**Exercise goal**
Repeat every entry exactly. Leave nothing out.

**Data excerpts**
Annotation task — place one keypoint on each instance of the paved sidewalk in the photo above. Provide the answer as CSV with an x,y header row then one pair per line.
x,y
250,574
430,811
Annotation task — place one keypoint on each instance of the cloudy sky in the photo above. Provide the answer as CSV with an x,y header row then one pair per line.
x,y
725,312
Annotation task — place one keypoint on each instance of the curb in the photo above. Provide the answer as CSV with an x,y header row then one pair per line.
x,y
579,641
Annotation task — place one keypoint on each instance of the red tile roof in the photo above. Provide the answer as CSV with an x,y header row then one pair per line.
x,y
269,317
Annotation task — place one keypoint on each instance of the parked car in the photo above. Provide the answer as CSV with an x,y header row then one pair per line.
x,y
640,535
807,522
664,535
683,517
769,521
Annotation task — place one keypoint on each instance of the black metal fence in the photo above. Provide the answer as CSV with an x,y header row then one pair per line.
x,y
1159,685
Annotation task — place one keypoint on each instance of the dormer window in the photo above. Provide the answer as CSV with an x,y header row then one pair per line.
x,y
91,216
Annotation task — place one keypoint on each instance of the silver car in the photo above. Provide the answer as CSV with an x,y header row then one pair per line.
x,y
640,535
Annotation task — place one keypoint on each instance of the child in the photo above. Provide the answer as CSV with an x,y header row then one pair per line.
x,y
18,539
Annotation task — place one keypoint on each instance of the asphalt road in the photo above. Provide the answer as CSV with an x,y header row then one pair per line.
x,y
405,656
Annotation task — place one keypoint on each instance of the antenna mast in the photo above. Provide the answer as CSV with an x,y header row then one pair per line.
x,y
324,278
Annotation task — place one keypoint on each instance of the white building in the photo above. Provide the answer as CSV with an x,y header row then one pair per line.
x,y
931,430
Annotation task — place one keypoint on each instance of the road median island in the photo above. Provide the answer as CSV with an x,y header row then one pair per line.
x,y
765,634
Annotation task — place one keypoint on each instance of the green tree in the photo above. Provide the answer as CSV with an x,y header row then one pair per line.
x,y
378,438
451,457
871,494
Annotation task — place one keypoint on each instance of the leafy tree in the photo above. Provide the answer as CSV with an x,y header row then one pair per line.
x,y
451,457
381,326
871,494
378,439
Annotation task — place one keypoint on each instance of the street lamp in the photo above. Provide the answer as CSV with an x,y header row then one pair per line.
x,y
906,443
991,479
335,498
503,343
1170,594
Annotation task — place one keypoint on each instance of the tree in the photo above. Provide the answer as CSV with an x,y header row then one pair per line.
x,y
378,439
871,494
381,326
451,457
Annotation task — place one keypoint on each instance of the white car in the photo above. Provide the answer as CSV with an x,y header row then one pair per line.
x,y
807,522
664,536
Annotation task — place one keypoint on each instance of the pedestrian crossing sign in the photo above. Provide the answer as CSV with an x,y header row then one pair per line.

**Solution for this exercise**
Annotation task — place one keypoint on each instance of the paved sidewalk in the photo above. Provide the answer as CSV with an x,y header row then one pair per line.
x,y
250,574
430,811
Annotation task — place one keypoint on each instance of the cloudy sky in the photo above. Provide the answer as CSV with an x,y header row then one pair per line.
x,y
725,312
Annotation task — place one keypoint on each instance of the curb in the photo above. Provide the answer as CSV with an x,y header row then one pair per line.
x,y
579,641
Annotation task — place one keypoint on each instance of the red tile roof in the photo above. Provide the answer as CSV with an x,y header row then one pair per line.
x,y
269,317
Annotation task — place one keypoint on each instance of the parked car in the photo above. Provide the answer as CSV with an x,y header row then one pair per line.
x,y
640,535
807,522
664,535
683,517
769,521
Annotation task — place one keypoint on each instance of the black metal fence in the photo above. Provide the answer as CSV with an x,y header row then one pair per line.
x,y
1159,685
Annotation task — place one keypoint on each instance of the dormer window in the photo above. Provide the answer as CSV with an x,y header row then one pair per line.
x,y
91,216
Annotation task — place one keypoint on each instance of the silver car in the photo above. Provide the answer as CSV with an x,y header row then one pair per line.
x,y
640,535
Annotation task — place one keypoint on each instance of the child in the photo above. Provide the answer as CSV with an x,y header row then one pair per line.
x,y
18,539
Annotation task — place one keypoint on each instance of the asphalt road in the photo above. Provide the answer as CSV with an x,y header row then one pair per line.
x,y
405,656
Annotation task — place one keypoint on each instance of the antenna mast in the photo above. Provide the answer as CSV with an x,y header row then one pair per line.
x,y
324,278
Annotation task — place one keypoint on each instance of the white building in the photo above. Provide the answer as CSV with an x,y header row then one pair per line.
x,y
931,430
Annotation task — place one keypoint on each instance of the road median island in the photo above. Provide the answer as CSV with an x,y header row then one pair per line.
x,y
765,634
Annotation task — place one keypoint on each instance of the green tree in the photo above. Provide the answer as CSV with an x,y header row then one pair per line.
x,y
378,438
451,457
871,494
Annotation task — place one keypoint on each instance of the leafy tree in the photo above. Provide the answer as CSV with an x,y header row then one pair per line.
x,y
451,457
381,326
871,494
378,439
Annotation task — place one keypoint on each instance of the street lamp in the photo above. Provide the answer as CSV with an x,y header row then one pair per line.
x,y
906,443
991,479
335,498
503,343
1170,594
Annotation task — place one keypoint on each instance of the tree in the photo above. Provide the answer as CSV with an x,y header row then one pair per line.
x,y
378,439
871,494
381,326
451,457
Annotation task — place one keypoint on each instance of the white car in the photo above. Provide the answer as CSV with an x,y header row then one pair per line.
x,y
807,522
664,536
Annotation task — place one keypoint on each instance of the pedestrian crossing sign in the photo above. Provide the answer as CSV with an x,y header row then one pair per line.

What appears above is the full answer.